╭─ DATA SECTION
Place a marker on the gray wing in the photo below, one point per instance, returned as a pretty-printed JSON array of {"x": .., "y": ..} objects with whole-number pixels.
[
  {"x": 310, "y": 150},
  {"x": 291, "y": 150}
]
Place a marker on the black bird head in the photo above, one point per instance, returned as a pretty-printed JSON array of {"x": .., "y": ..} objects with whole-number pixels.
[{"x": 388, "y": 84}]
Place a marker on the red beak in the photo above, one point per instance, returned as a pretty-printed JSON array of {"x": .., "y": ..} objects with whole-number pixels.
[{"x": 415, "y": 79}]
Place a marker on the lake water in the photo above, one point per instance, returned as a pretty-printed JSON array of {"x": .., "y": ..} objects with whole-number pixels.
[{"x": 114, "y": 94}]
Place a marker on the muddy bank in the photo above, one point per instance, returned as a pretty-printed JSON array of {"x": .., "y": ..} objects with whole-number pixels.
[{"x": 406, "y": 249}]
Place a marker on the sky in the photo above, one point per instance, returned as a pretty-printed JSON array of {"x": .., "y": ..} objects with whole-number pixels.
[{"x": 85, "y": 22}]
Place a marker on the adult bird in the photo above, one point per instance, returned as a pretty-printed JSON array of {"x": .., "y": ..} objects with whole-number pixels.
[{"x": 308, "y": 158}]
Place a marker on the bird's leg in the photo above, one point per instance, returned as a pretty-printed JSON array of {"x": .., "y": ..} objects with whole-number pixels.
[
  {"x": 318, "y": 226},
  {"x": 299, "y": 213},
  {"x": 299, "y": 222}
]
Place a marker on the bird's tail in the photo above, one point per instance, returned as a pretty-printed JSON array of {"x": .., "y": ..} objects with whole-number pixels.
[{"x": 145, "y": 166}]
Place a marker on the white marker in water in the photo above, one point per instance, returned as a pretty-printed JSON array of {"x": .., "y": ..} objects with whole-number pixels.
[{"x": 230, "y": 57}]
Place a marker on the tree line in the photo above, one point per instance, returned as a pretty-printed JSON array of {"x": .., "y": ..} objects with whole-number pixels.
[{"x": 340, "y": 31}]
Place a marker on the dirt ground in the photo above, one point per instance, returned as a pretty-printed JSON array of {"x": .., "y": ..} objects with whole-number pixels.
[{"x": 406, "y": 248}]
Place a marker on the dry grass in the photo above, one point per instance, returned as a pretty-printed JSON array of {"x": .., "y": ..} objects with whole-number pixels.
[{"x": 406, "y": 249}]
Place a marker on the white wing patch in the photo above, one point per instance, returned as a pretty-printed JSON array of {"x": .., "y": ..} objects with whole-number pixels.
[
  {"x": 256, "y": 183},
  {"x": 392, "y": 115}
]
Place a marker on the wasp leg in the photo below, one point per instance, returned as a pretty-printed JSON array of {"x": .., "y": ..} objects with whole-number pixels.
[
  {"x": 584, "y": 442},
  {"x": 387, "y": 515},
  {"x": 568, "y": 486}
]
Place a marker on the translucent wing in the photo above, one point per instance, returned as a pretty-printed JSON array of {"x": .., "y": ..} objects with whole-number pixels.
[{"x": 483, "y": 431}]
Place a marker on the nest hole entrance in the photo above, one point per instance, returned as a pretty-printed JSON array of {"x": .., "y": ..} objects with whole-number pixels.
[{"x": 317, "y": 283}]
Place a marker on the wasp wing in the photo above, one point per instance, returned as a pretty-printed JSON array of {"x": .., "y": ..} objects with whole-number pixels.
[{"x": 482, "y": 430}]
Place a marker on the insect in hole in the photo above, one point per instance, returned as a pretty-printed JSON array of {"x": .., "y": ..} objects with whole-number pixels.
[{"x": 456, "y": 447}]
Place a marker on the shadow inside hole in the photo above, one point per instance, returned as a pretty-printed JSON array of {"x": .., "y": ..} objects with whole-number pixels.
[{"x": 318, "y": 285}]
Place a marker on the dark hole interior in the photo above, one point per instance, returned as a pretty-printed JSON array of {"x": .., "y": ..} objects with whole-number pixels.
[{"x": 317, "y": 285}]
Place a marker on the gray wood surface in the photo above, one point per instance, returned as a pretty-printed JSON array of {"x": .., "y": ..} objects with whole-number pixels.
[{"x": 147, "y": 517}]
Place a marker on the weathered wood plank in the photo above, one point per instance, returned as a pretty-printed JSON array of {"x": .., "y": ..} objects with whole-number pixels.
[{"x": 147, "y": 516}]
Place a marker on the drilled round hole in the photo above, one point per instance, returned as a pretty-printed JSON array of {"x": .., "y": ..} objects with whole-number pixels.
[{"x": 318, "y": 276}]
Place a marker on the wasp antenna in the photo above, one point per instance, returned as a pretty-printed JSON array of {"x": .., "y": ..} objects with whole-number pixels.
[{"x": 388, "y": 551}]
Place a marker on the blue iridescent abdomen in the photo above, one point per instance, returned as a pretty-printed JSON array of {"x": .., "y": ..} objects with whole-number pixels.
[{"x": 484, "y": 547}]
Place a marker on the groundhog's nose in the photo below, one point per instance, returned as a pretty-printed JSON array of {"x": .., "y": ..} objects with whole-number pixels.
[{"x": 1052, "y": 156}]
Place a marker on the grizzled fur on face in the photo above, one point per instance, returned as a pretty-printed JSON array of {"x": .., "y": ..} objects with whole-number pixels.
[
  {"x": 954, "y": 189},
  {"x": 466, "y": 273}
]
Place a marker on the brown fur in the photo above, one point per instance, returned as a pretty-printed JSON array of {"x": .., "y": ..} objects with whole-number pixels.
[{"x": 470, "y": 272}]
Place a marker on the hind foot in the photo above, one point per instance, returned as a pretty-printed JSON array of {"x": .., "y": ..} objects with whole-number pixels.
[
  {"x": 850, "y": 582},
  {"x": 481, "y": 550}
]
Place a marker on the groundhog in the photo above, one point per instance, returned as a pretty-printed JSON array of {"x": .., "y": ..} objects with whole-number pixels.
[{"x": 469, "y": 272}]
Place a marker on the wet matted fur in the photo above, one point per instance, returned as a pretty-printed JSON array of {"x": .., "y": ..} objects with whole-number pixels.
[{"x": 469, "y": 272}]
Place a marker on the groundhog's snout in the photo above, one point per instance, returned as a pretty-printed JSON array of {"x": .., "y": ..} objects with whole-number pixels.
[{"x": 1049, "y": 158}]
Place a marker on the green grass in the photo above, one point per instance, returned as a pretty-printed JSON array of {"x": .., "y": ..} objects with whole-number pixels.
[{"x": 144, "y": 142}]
╰─
Print all of the data exactly as it was given.

Place a marker on the gray wing in the photo below, one point per instance, returned as a pretty-printed JSON array of {"x": .., "y": ..} objects with whole-number pixels.
[
  {"x": 310, "y": 150},
  {"x": 291, "y": 150}
]
Place a marker on the black bird head in the photo above, one point per instance, returned as a pretty-printed JSON array of {"x": .., "y": ..} objects with whole-number pixels.
[{"x": 388, "y": 84}]
Place a marker on the red beak in the photo above, one point per instance, returned as a pretty-printed JSON array of {"x": .., "y": ..} objects with whole-number pixels.
[{"x": 415, "y": 79}]
Place a marker on the lake water in the photo above, one point per instance, returned as a pretty-printed JSON array of {"x": .., "y": ..} objects with whole-number pixels.
[{"x": 114, "y": 94}]
Place a marker on the muddy bank in the photo above, one point per instance, returned as a pretty-printed JSON array of {"x": .., "y": ..} objects with whole-number pixels.
[{"x": 406, "y": 249}]
Place a marker on the sky in the photo above, one point per instance, returned as a pretty-printed JSON array of {"x": .., "y": ..} objects with whole-number pixels.
[{"x": 85, "y": 22}]
Place a marker on the adult bird in the photo above, one point per instance, returned as a pretty-printed JSON array of {"x": .., "y": ..} objects with whole-number pixels.
[{"x": 308, "y": 158}]
Place a marker on the bird's leg in the photo above, one point per instance, returned as a pretty-printed JSON array of {"x": .., "y": ..} objects with whole-number pixels.
[
  {"x": 318, "y": 226},
  {"x": 299, "y": 213},
  {"x": 299, "y": 222}
]
Place a marker on the bird's tail in the photo above, one point per instance, returned as a pretty-printed JSON array of {"x": .., "y": ..} objects with whole-number pixels.
[{"x": 145, "y": 166}]
Place a marker on the white marker in water in the photo above, one point per instance, returned as a pretty-printed JSON array of {"x": .., "y": ..} objects with whole-number pixels.
[{"x": 230, "y": 57}]
Place a marker on the tree line in the photo above, one point per instance, returned as a pretty-printed JSON array of {"x": .., "y": ..} objects with whole-number pixels.
[{"x": 340, "y": 31}]
Place a marker on the dirt ground in the photo above, one point per instance, returned as a pretty-printed JSON array of {"x": .., "y": ..} objects with whole-number pixels.
[{"x": 406, "y": 248}]
Place a marker on the dry grass in the photo above, one point per instance, returned as a pretty-printed JSON array of {"x": .., "y": ..} objects with whole-number pixels.
[{"x": 406, "y": 249}]
Place a marker on the white wing patch in the photo above, one point per instance, returned as a pretty-printed JSON array of {"x": .., "y": ..} objects with whole-number pixels.
[
  {"x": 256, "y": 183},
  {"x": 392, "y": 115}
]
Place a marker on the wasp leg in the photo below, one point per instance, returned as a pretty-printed JSON array of {"x": .., "y": ..} objects with whole-number pixels.
[
  {"x": 584, "y": 442},
  {"x": 387, "y": 515},
  {"x": 568, "y": 486}
]
Place a marker on the translucent wing in the photo above, one point per instance, returned as a pretty-printed JSON array of {"x": .., "y": ..} objects with whole-number pixels.
[{"x": 483, "y": 431}]
Place a marker on the nest hole entrance in the photo above, one point per instance, returned as a pretty-printed JSON array of {"x": .., "y": ..} objects with whole-number pixels.
[{"x": 317, "y": 283}]
Place a marker on the wasp wing in the photo above, one point per instance, returned as a pretty-printed JSON array of {"x": .., "y": ..} objects with whole-number pixels.
[{"x": 482, "y": 430}]
Place a marker on the insect in hole in the photo above, one point per instance, returned as a pretty-printed JSON array of {"x": .., "y": ..} objects with whole-number pixels.
[{"x": 456, "y": 447}]
Place a marker on the shadow inside hole in the photo above, one point per instance, returned as a pretty-printed JSON array of {"x": .., "y": ..} objects with whole-number pixels.
[{"x": 318, "y": 285}]
Place a marker on the dark hole interior in the photo above, one point per instance, returned as a pretty-printed JSON array of {"x": .., "y": ..} objects with whole-number pixels.
[{"x": 317, "y": 285}]
Place a marker on the gray wood surface in the photo above, one point per instance, returned as a pretty-printed JSON array of {"x": .., "y": ..} objects with whole-number pixels.
[{"x": 147, "y": 517}]
Place a marker on the weathered wood plank in the photo above, one point per instance, returned as a pretty-printed JSON array of {"x": .., "y": ..} objects with whole-number pixels.
[{"x": 147, "y": 516}]
Place a marker on the drilled round hole in the photo above, one point per instance, returned as a pretty-printed JSON array of {"x": .., "y": ..} objects with whole-number pixels.
[{"x": 318, "y": 276}]
Place a marker on the wasp antenna in the photo above, one point per instance, returned as a pretty-printed JSON array of {"x": .., "y": ..} objects with whole-number pixels.
[{"x": 388, "y": 551}]
Place a marker on the blue iridescent abdomen in the photo above, one point per instance, returned as a pretty-printed JSON array of {"x": .., "y": ..} objects with whole-number pixels.
[{"x": 484, "y": 547}]
Place a marker on the groundhog's nose in the photo below, one point per instance, returned as a pretty-printed JSON array of {"x": .., "y": ..} objects with whole-number pixels.
[{"x": 1052, "y": 156}]
Place a marker on the grizzled fur on face in the photo above, one point per instance, returned as a pretty-printed JSON array of {"x": .., "y": ..} objects with whole-number pixels.
[
  {"x": 954, "y": 189},
  {"x": 466, "y": 273}
]
Place a marker on the brown fur in the photo above, one point per instance, returned as a pretty-printed JSON array of {"x": .., "y": ..} objects with whole-number pixels.
[{"x": 470, "y": 272}]
Place a marker on the hind foot in the photo above, one point per instance, returned as a pretty-printed JSON array of {"x": .., "y": ..} objects with whole-number pixels.
[
  {"x": 850, "y": 582},
  {"x": 481, "y": 550}
]
Place a marker on the groundhog in the photo above, one point per instance, returned as a pretty-printed JSON array of {"x": .., "y": ..} objects with whole-number pixels.
[{"x": 469, "y": 272}]
Place a marker on the wet matted fur in the photo above, one point per instance, returned as a pretty-printed JSON array of {"x": .., "y": ..} objects with whole-number pixels.
[{"x": 469, "y": 272}]
Place a marker on the groundhog's snout in the photo above, one point per instance, returned as a pretty-printed JSON array of {"x": .., "y": ..} objects with whole-number pixels.
[{"x": 1049, "y": 158}]
Place a marker on the green grass in the photo above, one point per instance, returned as a pretty-printed JSON array of {"x": .., "y": ..} objects with whole-number pixels.
[{"x": 144, "y": 142}]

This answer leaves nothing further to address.